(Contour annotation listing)
════════════════════

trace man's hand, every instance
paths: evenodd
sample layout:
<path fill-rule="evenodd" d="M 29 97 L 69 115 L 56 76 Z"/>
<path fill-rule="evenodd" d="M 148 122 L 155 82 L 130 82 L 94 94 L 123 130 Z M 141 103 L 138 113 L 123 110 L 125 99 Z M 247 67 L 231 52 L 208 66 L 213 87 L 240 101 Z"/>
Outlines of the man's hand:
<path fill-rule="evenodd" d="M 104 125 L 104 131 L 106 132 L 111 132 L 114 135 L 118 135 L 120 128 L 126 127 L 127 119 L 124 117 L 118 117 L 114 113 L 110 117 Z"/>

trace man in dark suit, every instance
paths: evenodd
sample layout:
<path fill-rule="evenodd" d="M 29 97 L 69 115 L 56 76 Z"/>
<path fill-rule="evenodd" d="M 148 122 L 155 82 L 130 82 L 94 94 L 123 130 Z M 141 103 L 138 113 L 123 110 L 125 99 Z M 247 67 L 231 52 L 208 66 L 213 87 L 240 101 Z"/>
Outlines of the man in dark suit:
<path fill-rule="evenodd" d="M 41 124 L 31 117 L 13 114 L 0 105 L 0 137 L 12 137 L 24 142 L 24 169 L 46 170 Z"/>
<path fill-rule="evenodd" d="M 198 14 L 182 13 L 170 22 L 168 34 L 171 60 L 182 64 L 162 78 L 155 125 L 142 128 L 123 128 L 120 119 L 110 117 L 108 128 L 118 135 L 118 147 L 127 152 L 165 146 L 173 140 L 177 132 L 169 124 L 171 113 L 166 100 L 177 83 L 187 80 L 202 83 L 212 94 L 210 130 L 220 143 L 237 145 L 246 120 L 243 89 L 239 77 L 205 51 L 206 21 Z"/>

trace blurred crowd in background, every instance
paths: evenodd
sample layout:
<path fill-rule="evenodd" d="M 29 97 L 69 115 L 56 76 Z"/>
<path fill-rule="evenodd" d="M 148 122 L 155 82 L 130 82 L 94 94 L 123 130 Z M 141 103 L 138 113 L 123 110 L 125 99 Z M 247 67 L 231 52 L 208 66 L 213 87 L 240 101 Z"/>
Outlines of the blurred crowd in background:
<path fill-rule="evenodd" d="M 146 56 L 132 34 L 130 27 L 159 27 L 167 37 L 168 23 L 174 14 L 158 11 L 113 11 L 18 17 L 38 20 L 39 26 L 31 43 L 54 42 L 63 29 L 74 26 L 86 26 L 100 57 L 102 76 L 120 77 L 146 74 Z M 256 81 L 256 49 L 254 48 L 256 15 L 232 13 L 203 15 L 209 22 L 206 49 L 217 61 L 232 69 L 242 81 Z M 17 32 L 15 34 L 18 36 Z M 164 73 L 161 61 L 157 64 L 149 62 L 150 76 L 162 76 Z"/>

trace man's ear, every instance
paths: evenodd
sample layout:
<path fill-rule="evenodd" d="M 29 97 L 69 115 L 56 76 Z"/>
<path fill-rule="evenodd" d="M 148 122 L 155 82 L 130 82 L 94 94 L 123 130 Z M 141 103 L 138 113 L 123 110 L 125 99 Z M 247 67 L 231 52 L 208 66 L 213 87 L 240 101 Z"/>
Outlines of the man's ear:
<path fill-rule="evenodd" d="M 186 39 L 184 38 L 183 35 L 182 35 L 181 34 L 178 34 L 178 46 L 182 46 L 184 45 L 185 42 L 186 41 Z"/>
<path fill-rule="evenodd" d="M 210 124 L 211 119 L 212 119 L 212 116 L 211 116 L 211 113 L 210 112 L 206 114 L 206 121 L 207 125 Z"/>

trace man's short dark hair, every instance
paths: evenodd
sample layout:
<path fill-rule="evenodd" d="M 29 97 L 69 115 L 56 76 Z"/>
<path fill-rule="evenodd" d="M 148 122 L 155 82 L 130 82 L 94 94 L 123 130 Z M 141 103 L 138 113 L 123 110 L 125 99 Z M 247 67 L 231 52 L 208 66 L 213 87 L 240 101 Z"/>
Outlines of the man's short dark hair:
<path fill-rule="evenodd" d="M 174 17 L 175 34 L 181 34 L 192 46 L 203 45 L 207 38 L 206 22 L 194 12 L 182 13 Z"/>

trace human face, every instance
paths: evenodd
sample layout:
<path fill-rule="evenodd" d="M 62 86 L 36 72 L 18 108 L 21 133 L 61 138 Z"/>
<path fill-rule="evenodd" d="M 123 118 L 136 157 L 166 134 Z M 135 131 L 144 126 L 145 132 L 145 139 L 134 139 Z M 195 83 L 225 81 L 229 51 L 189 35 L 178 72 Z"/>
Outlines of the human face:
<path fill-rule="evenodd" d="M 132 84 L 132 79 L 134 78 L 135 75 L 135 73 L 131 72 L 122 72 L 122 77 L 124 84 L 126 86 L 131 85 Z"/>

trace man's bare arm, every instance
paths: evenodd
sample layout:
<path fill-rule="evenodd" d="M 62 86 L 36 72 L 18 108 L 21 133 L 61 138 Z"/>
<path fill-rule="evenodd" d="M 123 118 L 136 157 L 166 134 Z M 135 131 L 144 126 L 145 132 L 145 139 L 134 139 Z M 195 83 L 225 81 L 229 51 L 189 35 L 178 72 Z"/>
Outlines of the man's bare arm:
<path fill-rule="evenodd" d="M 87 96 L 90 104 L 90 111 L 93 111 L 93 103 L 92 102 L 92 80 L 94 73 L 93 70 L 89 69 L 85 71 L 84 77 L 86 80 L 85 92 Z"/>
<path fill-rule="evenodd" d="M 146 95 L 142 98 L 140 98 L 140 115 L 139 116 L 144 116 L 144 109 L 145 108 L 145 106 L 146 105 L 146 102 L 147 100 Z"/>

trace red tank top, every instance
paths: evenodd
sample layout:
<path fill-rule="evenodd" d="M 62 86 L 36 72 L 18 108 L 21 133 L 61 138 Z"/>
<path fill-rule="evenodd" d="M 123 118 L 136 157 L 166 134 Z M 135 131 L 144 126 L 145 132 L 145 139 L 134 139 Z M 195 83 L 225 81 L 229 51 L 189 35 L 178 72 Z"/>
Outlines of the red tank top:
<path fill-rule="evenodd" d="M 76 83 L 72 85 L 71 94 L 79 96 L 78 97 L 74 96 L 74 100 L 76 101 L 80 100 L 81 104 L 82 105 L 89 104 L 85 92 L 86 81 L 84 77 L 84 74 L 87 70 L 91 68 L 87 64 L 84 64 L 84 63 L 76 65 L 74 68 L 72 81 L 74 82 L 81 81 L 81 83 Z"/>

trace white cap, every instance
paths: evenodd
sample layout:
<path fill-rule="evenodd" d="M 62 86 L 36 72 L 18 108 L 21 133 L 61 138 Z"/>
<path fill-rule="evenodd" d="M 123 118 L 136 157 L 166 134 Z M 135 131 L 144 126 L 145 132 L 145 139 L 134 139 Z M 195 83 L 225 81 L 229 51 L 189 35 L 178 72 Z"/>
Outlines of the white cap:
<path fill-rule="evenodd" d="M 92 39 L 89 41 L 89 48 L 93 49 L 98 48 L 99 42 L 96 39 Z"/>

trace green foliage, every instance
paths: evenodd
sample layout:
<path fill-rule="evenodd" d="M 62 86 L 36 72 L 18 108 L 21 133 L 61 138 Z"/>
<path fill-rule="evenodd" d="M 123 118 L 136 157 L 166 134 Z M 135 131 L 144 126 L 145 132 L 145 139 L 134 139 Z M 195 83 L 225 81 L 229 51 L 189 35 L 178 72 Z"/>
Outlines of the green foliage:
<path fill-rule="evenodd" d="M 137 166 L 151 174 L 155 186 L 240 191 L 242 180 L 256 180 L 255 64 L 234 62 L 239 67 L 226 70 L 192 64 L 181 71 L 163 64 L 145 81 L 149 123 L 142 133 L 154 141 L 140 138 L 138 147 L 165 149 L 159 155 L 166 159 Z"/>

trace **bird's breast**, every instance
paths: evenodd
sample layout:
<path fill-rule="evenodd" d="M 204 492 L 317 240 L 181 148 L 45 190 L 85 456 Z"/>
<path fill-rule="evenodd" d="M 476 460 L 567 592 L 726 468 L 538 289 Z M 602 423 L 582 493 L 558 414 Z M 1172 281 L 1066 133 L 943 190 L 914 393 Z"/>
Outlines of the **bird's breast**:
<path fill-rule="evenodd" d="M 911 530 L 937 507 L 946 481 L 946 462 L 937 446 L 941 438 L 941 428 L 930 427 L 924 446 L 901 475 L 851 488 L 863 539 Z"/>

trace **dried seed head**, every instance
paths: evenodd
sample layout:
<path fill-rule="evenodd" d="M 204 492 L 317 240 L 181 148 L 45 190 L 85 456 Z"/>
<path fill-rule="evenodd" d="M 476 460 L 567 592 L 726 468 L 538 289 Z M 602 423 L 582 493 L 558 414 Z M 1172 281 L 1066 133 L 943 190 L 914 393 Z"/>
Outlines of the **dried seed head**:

════════════════════

**WORK INSTRUCTIONS:** Count the lines in the listing above that contain the string "bare", and give only the number.

**COMPLETE ANSWER:** 2